[TO DO] Reproduce the records below word for word, starting at the line that contains "Find the green grass" and ending at the last line of the records.

:: MATERIAL PROVIDED

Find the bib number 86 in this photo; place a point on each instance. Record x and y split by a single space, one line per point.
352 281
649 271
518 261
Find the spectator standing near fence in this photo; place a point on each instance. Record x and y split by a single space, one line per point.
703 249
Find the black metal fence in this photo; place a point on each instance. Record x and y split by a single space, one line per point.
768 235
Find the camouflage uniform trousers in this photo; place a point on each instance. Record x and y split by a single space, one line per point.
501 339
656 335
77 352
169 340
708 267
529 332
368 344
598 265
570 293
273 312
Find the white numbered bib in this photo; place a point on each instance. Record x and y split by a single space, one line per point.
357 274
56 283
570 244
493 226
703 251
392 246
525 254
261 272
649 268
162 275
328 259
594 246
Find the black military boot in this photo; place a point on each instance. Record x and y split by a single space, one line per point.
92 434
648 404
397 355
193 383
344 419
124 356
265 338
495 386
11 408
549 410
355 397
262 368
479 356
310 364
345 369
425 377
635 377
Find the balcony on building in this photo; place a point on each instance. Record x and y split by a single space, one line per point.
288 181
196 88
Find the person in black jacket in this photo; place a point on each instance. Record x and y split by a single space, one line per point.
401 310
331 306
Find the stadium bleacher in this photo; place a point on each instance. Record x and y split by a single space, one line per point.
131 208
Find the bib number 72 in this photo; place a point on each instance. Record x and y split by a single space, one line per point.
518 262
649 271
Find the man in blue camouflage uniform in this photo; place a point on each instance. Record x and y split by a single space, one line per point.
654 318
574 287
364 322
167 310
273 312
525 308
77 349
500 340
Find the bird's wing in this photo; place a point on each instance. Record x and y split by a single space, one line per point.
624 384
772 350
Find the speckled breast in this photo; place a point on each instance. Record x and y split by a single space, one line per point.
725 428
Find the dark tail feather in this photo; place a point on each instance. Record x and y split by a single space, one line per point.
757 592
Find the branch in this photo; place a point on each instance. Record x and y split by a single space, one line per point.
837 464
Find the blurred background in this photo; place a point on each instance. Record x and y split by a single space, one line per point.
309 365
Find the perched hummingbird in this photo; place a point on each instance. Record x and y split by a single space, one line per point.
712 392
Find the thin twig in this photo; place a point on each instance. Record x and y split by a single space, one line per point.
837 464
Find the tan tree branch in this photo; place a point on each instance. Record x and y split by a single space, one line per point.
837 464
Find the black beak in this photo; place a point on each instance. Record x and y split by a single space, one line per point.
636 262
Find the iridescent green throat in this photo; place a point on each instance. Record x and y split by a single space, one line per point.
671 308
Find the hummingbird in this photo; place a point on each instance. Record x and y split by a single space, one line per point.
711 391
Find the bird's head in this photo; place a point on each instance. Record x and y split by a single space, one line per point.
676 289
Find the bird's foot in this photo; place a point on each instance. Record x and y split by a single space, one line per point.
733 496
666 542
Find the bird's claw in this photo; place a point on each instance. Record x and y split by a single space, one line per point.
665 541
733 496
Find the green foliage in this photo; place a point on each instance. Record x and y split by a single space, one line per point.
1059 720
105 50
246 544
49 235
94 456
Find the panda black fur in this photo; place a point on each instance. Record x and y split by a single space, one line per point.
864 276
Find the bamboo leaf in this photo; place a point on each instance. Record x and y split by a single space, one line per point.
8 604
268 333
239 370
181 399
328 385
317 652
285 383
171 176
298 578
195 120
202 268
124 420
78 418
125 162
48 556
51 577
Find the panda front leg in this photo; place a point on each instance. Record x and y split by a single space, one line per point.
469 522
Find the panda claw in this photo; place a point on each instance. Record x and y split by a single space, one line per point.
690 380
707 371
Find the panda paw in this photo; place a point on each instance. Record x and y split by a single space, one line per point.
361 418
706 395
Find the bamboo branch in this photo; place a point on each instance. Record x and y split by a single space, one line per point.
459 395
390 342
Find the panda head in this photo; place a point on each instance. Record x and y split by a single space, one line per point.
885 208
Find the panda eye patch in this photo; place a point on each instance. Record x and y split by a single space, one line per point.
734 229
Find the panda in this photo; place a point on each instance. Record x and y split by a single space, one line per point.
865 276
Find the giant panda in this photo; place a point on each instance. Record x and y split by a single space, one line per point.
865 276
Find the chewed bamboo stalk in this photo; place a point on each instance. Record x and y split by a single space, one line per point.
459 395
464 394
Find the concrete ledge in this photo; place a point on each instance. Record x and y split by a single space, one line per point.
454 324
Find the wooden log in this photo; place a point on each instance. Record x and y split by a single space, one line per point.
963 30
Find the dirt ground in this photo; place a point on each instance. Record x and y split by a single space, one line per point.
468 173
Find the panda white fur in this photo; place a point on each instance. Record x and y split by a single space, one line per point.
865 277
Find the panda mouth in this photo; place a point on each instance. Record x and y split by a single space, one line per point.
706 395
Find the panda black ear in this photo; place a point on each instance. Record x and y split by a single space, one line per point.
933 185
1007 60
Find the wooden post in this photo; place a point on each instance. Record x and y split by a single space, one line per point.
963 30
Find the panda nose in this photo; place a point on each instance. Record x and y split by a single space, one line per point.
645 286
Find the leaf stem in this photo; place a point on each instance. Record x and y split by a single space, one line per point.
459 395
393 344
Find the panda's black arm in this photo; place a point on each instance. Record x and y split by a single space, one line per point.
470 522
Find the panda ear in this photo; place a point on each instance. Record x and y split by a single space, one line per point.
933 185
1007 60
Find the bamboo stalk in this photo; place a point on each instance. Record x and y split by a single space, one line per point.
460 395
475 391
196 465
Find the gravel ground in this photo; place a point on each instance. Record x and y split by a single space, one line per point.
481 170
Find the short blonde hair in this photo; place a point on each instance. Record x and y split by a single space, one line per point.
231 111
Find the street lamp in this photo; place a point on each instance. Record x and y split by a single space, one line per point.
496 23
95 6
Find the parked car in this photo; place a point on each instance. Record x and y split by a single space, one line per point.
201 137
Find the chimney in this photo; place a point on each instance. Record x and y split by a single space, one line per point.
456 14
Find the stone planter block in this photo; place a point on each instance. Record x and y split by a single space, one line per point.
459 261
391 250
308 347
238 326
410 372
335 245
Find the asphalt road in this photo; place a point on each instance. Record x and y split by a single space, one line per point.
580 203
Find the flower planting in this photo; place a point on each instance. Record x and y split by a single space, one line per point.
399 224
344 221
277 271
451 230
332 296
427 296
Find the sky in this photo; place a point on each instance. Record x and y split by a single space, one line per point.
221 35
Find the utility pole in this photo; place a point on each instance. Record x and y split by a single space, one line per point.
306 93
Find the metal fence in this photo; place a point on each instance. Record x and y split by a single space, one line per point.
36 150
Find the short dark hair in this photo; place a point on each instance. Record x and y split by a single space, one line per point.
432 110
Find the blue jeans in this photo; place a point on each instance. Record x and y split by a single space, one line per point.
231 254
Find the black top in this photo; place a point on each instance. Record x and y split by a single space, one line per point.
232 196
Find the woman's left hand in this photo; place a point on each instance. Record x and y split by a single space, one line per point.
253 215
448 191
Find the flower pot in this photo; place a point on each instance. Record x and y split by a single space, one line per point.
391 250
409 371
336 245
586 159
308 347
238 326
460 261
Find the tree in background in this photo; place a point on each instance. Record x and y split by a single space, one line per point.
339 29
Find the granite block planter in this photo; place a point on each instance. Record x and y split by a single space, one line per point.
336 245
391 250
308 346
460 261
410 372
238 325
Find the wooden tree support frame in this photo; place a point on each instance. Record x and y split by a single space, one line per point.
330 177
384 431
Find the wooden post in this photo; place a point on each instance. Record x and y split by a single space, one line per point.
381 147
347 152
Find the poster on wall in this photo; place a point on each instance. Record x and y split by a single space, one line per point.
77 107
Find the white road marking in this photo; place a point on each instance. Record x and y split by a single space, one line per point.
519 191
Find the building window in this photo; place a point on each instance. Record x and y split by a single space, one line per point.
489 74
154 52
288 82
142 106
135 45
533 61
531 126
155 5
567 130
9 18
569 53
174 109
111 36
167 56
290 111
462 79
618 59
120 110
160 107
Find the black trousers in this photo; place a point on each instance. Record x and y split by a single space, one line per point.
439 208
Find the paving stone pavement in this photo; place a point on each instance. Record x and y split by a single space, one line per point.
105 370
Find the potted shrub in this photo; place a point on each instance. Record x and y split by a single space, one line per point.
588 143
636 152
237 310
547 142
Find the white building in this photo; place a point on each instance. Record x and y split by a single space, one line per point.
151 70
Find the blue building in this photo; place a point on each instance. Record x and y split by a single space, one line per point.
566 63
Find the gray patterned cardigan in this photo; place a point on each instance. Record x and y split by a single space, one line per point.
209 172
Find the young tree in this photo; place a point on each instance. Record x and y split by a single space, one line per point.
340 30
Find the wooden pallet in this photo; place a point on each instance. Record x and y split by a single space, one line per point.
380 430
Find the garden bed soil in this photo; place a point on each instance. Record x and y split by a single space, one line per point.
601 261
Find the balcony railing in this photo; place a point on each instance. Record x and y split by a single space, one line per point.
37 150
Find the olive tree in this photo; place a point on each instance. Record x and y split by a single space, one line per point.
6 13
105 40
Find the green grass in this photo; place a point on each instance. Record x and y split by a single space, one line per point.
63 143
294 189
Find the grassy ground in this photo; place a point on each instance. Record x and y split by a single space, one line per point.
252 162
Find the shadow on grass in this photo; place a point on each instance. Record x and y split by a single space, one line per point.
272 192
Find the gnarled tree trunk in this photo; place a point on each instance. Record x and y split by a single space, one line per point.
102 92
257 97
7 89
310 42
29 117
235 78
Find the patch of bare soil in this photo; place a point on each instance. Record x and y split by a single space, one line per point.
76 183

::::

[EXERCISE ANSWER]
Find the green grass in this photo; place a point on each instance. Record x and y split by a single space, one line per point.
63 143
294 189
Find the grassy ground in this photo; place a point on each instance. Record x and y split by a single space, one line per point.
252 162
Find the shadow on grass in this photo; place a point on each instance. Record x and y split by a single space, one line per point.
272 192
Find the gnarled tree trunk in this photo; place a point on each instance. Record x and y split by a single space, one line per point.
102 92
257 97
7 89
310 42
29 117
235 78
Find the patch of bare soil in this photo; place a point on each instance. Record x and y split by a single space, one line per point.
76 183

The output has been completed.